SOURCE PASSAGE

CORRESP 13 filename13.htm corresp
(PEPPER HAMILTON LLP LOGO)
3000 Two Logan Square
Eighteenth and Arch Streets
Philadelphia, PA 19103-2799
215.981.4000
Fax 215.981.4750
John P. Falco
(215) 981-4659
falcoj@pepperlaw.com
September 10, 2008
Division of Investment Management
U.S. Securities and Exchange Commission
100 F Street, NE
Washington, D.C. 20549
Attn: James E. O’Connor, Esq.
         
 
  Re:   WT Mutual Fund
 
      File No. 333-152704
Dear Mr. O’Connor:
     On behalf of WT Mutual Fund (the “Trust”), accompanying this letter is Pre-Effective Amendment No. 1 to the Trust’s registration statement on Form N-14 (the “Amendment”) in connection with the proposed reorganization of the Wilmington Fundamentally Weighted Large Company Fund (the “FWLC Fund”) and the Wilmington Fundamentally Weighted Small Company Fund (the “FWSC Fund”) (each a “Target Fund”) into the Wilmington Multi-Manager Large-Cap Fund (“Large-Cap Fund”) and the Wilmington Multi-Manager Small-Cap Fund (“Small-Cap Fund”) (each an “Acquiring Fund”), respectively. The Acquiring Funds and the Target Funds (the “Funds”) are separate series of the Trust. The Amendment is being submitted to incorporate each of the Funds’ audited financial statements into the Amendment and to include certain pro-forma financial information and exhibits.
     This letter also addresses the comments of the Securities and Exchange Commission’s staff (the “Staff”) with respect to the proxy statement/prospectus, which were provided orally from Mr. O’Connor on September 5, 2008 and via e-mail from Ms. DiAngelo on September 8, 2008. The Trust’s responses to the Staff’s comments are reflected in the Amendment.
                     
Philadelphia
  Boston   Washington, D.C.   Detroit   New York   Pittsburgh
 
                 
Berwyn
  Harrisburg   Orange County   Princeton   Wilmington
www.pepperlaw.com

 


 

(PEPPER HAMILTON LLP HEADER LOGO)
Division of Investment Management
U.S. Securities and Exchange Commission
September 10, 2008
Page 2
     We have organized this letter by setting forth the Staff’s comments in italicized text followed by the Trust’s response to the Staff’s comments.
1.   Disclose whether the Target Funds will be substantially realigned in anticipation of the Reorganization.

MATERIALS PROVIDED
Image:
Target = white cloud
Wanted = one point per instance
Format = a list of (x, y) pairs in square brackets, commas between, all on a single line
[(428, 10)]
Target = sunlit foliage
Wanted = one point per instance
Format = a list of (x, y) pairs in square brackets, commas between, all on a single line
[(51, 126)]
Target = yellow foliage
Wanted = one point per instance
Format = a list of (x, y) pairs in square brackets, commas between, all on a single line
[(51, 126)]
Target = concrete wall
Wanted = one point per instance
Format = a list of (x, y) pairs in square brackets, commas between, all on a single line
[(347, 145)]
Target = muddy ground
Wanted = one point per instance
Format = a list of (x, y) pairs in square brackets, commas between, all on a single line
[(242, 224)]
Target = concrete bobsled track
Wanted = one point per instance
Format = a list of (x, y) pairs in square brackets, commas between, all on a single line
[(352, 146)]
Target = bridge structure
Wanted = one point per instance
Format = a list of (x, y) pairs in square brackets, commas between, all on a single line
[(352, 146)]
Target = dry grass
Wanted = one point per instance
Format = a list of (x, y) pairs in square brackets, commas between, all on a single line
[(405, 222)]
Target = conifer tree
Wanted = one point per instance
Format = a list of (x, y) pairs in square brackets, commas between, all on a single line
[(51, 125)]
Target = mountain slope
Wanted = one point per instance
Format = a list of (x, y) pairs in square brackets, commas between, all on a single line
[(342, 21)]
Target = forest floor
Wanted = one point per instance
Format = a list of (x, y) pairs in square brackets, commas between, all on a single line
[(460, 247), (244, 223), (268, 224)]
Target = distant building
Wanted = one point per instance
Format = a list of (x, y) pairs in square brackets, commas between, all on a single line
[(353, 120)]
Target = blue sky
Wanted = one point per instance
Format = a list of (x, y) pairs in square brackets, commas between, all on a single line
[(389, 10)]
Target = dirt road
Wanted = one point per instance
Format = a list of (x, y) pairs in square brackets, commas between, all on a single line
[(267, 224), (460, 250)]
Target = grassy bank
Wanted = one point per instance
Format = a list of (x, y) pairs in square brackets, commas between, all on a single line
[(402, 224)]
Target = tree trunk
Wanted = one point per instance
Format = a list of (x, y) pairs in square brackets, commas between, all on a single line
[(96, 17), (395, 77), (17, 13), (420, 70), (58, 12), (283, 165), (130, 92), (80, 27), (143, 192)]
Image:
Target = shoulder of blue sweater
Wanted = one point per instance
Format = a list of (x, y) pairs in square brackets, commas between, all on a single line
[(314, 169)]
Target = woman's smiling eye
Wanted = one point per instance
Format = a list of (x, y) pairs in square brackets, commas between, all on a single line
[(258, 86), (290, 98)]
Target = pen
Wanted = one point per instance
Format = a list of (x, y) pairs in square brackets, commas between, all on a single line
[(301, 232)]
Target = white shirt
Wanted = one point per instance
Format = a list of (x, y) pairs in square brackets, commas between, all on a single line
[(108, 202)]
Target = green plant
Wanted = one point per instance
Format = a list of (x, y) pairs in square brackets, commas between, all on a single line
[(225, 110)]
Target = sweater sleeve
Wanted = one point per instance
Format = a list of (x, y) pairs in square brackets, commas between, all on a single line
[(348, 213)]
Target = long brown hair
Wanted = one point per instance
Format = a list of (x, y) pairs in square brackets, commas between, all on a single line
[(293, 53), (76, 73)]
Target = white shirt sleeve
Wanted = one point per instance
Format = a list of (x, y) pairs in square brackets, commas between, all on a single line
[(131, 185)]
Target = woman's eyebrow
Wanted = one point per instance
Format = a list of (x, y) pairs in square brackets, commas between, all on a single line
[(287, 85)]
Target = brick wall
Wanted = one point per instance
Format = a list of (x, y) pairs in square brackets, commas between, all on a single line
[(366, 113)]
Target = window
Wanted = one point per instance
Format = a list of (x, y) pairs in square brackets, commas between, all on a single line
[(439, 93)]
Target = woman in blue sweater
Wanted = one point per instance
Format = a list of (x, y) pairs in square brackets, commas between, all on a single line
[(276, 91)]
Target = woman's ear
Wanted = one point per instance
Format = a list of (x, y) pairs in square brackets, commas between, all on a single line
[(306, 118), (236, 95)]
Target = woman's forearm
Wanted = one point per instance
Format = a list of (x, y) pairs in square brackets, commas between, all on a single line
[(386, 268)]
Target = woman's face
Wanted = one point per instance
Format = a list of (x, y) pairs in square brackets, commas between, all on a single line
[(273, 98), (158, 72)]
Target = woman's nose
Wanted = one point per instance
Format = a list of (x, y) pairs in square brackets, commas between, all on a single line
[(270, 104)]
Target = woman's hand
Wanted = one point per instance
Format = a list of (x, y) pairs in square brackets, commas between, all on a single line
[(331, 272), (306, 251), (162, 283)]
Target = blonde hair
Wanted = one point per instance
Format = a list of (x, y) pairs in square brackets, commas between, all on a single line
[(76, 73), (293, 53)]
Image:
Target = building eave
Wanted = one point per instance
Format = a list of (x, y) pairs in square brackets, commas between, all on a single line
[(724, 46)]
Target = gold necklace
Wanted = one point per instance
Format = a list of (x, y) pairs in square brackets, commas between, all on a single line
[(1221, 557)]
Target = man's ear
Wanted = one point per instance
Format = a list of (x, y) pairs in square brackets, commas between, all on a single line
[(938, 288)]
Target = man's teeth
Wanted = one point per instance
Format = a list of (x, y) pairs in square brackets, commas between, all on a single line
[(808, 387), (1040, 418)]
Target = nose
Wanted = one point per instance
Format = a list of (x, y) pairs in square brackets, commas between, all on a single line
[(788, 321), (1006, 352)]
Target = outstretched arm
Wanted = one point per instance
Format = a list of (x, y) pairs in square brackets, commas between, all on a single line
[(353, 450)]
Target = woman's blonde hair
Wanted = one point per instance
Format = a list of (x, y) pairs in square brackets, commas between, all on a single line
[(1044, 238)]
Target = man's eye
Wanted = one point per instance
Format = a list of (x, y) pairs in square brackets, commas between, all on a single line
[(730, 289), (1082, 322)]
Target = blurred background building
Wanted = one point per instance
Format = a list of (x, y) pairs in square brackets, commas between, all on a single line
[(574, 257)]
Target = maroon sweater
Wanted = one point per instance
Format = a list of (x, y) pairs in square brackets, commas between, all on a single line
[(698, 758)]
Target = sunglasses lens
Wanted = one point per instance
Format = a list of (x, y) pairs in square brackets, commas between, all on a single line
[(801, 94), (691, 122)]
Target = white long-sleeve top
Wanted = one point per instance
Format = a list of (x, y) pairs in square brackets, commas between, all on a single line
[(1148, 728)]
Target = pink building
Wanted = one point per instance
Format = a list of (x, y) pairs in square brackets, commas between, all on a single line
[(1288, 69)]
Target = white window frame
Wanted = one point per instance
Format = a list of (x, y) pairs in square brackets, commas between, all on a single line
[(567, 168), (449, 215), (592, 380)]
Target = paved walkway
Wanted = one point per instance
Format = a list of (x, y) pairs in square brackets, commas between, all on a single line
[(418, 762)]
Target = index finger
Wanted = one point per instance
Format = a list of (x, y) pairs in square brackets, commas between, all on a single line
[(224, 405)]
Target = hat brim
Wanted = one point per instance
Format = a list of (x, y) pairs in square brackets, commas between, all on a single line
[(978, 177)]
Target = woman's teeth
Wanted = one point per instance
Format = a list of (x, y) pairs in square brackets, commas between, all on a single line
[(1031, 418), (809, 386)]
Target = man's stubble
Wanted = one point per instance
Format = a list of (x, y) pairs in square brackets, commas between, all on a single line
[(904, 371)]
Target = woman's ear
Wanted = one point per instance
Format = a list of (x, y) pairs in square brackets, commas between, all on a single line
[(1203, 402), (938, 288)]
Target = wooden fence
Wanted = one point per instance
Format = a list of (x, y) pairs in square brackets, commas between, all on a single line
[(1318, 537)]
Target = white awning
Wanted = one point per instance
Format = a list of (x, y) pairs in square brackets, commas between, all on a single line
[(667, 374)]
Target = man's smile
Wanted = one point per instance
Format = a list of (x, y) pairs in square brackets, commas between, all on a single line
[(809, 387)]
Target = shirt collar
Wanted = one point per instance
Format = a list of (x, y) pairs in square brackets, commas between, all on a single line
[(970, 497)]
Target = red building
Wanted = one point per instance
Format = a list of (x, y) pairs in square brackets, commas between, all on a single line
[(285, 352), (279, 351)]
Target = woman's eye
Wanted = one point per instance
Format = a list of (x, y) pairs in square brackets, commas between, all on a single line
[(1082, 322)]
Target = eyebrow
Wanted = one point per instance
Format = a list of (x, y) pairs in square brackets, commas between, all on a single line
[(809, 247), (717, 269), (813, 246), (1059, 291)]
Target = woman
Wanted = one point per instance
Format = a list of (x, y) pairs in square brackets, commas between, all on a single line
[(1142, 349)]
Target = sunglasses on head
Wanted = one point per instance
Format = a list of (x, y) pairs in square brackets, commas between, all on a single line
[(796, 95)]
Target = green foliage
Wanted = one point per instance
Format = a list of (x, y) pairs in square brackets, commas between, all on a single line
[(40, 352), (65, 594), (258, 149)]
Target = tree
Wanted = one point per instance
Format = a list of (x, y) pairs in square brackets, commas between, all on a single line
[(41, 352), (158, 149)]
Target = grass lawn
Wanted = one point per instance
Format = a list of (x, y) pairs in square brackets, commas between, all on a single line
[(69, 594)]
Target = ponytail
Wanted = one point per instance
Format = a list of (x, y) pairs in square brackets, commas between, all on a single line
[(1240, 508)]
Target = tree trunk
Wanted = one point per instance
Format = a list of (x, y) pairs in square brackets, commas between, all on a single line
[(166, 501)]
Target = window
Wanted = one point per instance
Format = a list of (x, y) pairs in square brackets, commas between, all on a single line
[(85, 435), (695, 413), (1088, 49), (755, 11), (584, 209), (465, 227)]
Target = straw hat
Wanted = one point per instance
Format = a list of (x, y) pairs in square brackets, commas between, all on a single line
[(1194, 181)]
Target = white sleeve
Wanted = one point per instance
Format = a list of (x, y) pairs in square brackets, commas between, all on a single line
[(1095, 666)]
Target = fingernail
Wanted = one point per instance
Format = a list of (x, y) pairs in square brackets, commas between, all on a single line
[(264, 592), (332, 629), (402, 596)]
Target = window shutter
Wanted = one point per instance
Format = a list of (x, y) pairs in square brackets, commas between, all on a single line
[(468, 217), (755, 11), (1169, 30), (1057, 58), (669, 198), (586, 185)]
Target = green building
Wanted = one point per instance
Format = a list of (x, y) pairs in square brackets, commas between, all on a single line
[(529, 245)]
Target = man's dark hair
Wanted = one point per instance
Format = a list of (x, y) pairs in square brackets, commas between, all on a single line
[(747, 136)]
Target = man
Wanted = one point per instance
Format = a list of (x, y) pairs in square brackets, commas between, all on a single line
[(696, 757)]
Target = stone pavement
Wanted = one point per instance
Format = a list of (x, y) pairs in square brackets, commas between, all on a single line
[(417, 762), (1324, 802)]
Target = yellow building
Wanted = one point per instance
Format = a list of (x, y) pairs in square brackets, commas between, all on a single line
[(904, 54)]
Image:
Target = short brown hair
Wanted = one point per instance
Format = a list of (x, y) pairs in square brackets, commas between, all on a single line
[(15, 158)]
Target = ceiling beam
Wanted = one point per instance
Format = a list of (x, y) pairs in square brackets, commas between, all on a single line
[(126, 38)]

PROBLEMS TO SOLVE
A – According to the letter to the SEC's Division of Investment Management, on what date did Ms. DiAngelo send the Staff's comments by e-mail?
B – In the records, take the lines from the one with "Target = dirt road" to the one with "[(402, 224)]", substitute "riverbank" for "grassy bank", and return only those lines.

PER-TASK OUTPUTS
A – September 8, 2008

B –
Target = dirt road
Wanted = one point per instance
Format = a list of (x, y) pairs in square brackets, commas between, all on a single line
[(267, 224), (460, 250)]
Target = riverbank
Wanted = one point per instance
Format = a list of (x, y) pairs in square brackets, commas between, all on a single line
[(402, 224)]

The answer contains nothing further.